Document section ->
▬▬▬
More Than Love: An Intimate Portrait of My Mother, Natalie Wood by Natasha Gregson Wagner

Close friends and family know I’ve been a Natalie Wood enthusiast since the 6th grade. Okay, that’s putting it mildly; I’ve been obsessed! There was something about her nuanced acting, her tenacity to take control over her career, and the way her personal style seamlessly transitioned through the decades that’s always made me fascinated with her. Her daughter, Natasha Gregson Wagner, has authored a memoir that will explore the perspective I’ve always wanted to know more about. How did Natasha and her family rebuild after her mother’s untimely death? How did she find the strength to re-write her mother’s legacy, from media-frenzied tragedy to a life lived with tenderness and authenticity? The book comes out serendipitously on the same day that Gregson Wagner’s documentary about her mother comes out on HBO, What Remains Behind.

Dancing at the Pity Party by Tyler Feder

I have to admit that unlike other books on this list, I’ve already read this book. I will keep reading it over and over again, and I feel it’s especially needed for those who have lost their moms and need to find catharsis and solace in Feder’s work for Mother’s Day. She’s known for her original artwork, but this memoir explores Feder’s grief after losing her mother to cancer in college. The memoir is in graphic novel form, and she doesn’t shy away from awkward interactions with others, the sadness she felt (and still feels), or how some people in her life were simply unhelpful. These are lessons, and stories, we all need to hear. Bring tissues, because I was legitimately crying at page two.

Little Gods by Meng Jin

I really enjoy dense novels with multiple perspectives, and this book sounds like it will deliver. Liya’s mother, Su Lan, dies unexpectedly when Liya is just seventeen years. Liya grew up in the United States but is tasked with taking her mother’s ashes to China. There, we meet two other people from Su Lan’s former life, and with Liya’s, the three perspectives fuse to give us a version of who Su Lan was when she lived in Beijing, working as a physicist. I am eager to see how her life unfolds as both a mother and woman in science in her “other” life.

Slay Like a Mother: How to Destroy What’s Holding You Back So You Can Live the Life You Want by Katherine Wintsch 

Wintsch explores modern mothers’ never-ending spiral of wanting to be “enough,” as women, mothers, etc., and how to break ourselves of that pattern. Unlike other books that address the sociological underpinnings of this conflict, Wintsch wants to provide tools so that we can address these needs from within ourselves. As a therapist, this speaks to me on a professional and personal level, and I can’t wait to explore it.

Pretty Things by Janelle Brown

Mystery thrillers are the stuff of escape right now. Why do we love seeing bad people do bad things when we’re stressed out? Who knows? All I know is that I’m going to be eating take out brunch and digging into this book about an influencer heiress coming to blows with a scrappy con artist (who, yes, learned it from her mama). And wait…there’s a swoon-worthy Irish boyfriend? Done.

Also, if you’re a mom looking for an escape from kiddos mid-quarantine, you have to read Brown’s previous mystery thriller, Watch Me Disappear (because…don’t we all wish we could sometimes?).  


Delish Insane Sweets: Bake Yourself a Little Crazy: 100+ Cookies, Bars, Bites, and Treats by the Editors of Delish and Joanna Saltz 

Like many of you, I am in a quarantine baking state of mind. But not so much a “let-me-try-to-make-something-complicated-from-scratch” state of mind, but more of a “pizza-rolls-are-cuisine” state of mind. I want something quick, delicious, and ‘grammable, ya dig? This cookbook looks fun, inventive, and uses lots of easy pantry staples for ingredients. I’m especially looking forward to making Crème Brûlée Cookies, Banana Pudding Bars, and Moscow Mule Cupcakes (because yum!).Also, how cute is that subtitle? If there is any time to “bake ourselves crazy,” it’s now.
▬▬▬
Problems to solve ->
A - Write out the part of the book list that begins at the words "I have to admit" and stops after "at page two.".
B - Summarize the book list in two sentences.
The records that come after this book list have nothing to do with it.
▬▬▬
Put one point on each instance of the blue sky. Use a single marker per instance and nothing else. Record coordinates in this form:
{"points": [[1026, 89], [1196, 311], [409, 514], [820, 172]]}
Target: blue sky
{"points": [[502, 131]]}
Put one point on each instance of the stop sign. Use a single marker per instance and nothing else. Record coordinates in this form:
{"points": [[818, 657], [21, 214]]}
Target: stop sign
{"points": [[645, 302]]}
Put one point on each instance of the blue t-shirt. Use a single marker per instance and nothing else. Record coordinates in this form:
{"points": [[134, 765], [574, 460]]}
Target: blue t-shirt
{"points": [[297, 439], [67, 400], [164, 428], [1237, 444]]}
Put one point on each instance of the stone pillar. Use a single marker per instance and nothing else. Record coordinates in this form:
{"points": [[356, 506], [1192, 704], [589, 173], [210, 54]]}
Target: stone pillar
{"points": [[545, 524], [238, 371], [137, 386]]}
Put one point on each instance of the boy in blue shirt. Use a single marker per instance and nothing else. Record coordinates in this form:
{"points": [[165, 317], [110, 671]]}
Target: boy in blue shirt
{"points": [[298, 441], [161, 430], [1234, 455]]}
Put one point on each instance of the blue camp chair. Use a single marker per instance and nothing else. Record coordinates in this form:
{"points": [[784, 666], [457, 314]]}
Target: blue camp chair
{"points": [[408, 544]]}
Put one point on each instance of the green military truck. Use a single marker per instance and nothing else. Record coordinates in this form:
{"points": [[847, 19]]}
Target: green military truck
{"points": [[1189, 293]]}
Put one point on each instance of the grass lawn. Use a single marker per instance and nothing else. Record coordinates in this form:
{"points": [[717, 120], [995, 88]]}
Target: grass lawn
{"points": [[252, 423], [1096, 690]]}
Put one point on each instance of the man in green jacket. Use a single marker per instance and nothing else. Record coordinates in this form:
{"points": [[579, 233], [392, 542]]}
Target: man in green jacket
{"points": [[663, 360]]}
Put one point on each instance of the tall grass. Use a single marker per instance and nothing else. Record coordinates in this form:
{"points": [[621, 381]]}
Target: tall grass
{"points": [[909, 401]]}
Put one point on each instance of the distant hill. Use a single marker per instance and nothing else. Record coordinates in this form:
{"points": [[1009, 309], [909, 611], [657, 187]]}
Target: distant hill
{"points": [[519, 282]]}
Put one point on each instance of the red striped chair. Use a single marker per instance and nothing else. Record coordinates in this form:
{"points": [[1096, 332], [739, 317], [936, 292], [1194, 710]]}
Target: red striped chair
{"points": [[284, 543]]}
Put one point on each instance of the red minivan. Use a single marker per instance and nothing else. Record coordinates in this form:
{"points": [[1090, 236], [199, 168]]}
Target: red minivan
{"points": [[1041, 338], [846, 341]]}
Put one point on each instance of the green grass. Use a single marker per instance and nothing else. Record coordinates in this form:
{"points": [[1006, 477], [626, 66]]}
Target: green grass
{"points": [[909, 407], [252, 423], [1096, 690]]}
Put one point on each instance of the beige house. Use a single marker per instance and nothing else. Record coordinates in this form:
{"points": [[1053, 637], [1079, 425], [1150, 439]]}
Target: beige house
▬▬▬
Answer set ->
A -
I have to admit that unlike other books on this list, I’ve already read this book. I will keep reading it over and over again, and I feel it’s especially needed for those who have lost their moms and need to find catharsis and solace in Feder’s work for Mother’s Day. She’s known for her original artwork, but this memoir explores Feder’s grief after losing her mother to cancer in college. The memoir is in graphic novel form, and she doesn’t shy away from awkward interactions with others, the sadness she felt (and still feels), or how some people in her life were simply unhelpful. These are lessons, and stories, we all need to hear. Bring tissues, because I was legitimately crying at page two.

B - The book list describes six titles, among them a memoir of Natalie Wood by her daughter, a graphic memoir about grief after losing a mother to cancer, and a novel in which a daughter takes her mother's ashes to China. It also covers a book on mothers' drive to be "enough," a mystery thriller about an influencer heiress and a con artist, and a cookbook of sweets that uses easy pantry staples.